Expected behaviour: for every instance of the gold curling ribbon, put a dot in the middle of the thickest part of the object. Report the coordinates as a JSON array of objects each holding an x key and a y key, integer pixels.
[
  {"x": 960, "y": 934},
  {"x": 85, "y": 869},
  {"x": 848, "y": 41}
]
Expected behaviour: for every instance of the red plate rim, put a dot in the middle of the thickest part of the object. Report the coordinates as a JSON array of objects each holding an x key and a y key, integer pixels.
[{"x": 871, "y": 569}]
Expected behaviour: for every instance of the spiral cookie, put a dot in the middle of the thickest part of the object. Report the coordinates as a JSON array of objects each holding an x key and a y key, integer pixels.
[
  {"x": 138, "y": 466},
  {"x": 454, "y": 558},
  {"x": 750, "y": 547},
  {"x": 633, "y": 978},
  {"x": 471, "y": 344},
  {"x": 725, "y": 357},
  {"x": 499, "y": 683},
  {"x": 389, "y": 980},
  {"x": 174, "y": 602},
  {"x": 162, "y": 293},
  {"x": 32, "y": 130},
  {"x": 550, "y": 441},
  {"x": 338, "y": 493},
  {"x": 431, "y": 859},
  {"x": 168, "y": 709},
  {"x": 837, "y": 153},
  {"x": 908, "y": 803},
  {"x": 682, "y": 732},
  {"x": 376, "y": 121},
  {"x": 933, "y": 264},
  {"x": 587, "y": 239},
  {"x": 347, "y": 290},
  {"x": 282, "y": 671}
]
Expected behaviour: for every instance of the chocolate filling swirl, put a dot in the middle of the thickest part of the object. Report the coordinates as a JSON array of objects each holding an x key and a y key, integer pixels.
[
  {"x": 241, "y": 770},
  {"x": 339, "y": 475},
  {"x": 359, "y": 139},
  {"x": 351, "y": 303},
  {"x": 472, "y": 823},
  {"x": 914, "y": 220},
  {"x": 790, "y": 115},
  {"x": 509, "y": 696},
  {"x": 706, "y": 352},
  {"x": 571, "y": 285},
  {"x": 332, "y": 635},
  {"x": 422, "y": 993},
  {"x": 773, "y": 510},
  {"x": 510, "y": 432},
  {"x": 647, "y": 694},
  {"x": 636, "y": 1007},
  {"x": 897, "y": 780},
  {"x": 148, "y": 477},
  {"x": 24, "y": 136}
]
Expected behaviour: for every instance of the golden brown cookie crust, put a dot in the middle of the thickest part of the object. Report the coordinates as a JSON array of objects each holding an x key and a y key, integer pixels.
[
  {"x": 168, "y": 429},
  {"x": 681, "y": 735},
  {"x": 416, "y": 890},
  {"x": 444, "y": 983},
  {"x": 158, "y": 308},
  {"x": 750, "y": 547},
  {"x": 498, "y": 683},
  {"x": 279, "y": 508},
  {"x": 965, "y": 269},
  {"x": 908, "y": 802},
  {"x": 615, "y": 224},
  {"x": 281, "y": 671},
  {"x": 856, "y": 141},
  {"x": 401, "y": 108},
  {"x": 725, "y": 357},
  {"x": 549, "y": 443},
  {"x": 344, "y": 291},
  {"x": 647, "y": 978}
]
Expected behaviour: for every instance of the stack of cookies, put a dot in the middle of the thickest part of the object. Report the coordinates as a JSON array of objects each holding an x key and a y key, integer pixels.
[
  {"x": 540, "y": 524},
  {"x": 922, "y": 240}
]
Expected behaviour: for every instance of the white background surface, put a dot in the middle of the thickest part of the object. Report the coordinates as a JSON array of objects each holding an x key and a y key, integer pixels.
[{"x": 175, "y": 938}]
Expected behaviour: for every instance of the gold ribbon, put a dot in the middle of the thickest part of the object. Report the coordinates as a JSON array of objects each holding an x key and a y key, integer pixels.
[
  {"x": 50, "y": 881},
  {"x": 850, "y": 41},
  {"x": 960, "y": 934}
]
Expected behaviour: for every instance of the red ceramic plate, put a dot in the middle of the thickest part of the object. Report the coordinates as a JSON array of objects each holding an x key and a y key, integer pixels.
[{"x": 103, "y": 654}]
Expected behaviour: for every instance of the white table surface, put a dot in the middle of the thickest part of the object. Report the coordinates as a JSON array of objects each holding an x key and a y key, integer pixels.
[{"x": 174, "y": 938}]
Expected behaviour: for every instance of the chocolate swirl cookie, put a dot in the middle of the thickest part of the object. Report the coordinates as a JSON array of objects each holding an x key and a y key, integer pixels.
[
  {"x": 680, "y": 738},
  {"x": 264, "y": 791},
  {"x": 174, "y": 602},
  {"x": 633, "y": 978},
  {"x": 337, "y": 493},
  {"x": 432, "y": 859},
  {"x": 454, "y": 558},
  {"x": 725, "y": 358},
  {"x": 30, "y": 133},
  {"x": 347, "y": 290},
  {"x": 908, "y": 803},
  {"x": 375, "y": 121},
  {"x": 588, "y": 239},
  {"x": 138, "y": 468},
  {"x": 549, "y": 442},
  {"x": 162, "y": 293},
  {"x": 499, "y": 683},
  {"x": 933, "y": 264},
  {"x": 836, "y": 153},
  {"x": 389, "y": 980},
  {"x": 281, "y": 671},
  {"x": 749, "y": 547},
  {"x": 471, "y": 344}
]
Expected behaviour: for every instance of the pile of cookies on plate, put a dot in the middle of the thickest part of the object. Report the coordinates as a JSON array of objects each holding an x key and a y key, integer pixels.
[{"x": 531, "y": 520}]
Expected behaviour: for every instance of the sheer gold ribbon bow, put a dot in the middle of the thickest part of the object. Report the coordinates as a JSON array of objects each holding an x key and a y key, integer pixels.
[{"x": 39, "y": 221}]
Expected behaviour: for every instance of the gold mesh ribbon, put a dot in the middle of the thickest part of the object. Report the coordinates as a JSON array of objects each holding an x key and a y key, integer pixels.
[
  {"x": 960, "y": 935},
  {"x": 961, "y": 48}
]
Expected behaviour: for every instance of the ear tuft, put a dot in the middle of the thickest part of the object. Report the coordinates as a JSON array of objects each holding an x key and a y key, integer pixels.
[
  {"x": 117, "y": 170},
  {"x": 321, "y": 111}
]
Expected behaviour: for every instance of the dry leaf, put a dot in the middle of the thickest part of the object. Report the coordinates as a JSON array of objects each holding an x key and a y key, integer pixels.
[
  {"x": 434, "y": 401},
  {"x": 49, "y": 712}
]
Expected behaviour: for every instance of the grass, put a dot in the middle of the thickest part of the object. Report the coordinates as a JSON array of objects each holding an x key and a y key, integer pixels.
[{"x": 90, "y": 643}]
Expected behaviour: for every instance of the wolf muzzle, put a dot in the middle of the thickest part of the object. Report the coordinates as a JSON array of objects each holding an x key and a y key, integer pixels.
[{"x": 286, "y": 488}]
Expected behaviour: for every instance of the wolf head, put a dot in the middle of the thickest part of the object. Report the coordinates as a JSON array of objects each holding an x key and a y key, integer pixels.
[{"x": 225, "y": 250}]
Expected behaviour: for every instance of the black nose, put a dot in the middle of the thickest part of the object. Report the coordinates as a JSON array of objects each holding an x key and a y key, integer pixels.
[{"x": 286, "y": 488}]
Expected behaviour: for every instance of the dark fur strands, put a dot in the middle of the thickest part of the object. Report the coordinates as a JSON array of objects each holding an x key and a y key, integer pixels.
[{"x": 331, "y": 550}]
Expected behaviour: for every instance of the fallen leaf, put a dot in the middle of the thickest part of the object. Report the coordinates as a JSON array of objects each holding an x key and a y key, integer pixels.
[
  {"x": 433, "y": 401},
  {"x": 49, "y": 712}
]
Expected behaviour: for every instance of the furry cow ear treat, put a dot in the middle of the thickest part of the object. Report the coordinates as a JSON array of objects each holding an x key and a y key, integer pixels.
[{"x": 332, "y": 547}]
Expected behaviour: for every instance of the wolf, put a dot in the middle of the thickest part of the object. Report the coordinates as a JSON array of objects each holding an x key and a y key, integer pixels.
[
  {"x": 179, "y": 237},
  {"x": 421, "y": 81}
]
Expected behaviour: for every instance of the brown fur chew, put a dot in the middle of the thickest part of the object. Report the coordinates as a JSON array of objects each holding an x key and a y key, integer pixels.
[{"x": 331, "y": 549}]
------------------------------
AIM — Rewrite the stretch of rows above from the line containing "Expected behaviour: for every instance of the furry" through the end of the rows, requests included. Multiply every coordinate in the answers by 1.15 and round each to a whole number, with halves rounding up.

WRITTEN REPLY —
Expected behaviour: for every instance of the furry cow ear treat, put a dot in the middle of the thickest part of the object. Report the coordinates as a JSON array of objects each holding an x key and a y key, integer pixels.
[{"x": 382, "y": 629}]
Expected behaviour: for every instance of the wolf, put a dot in the middle of the thickest part of the object. Report the coordinates as a JSON array of objects each holding an x key and a y key, integer pixels.
[
  {"x": 206, "y": 273},
  {"x": 484, "y": 93}
]
Expected behaviour: for every instance of the brown fur chew, put a dot in the middle of the thickest part of the object. Report the coordinates as a JSON array of objects each holding an x key and a y key, integer pixels.
[{"x": 381, "y": 631}]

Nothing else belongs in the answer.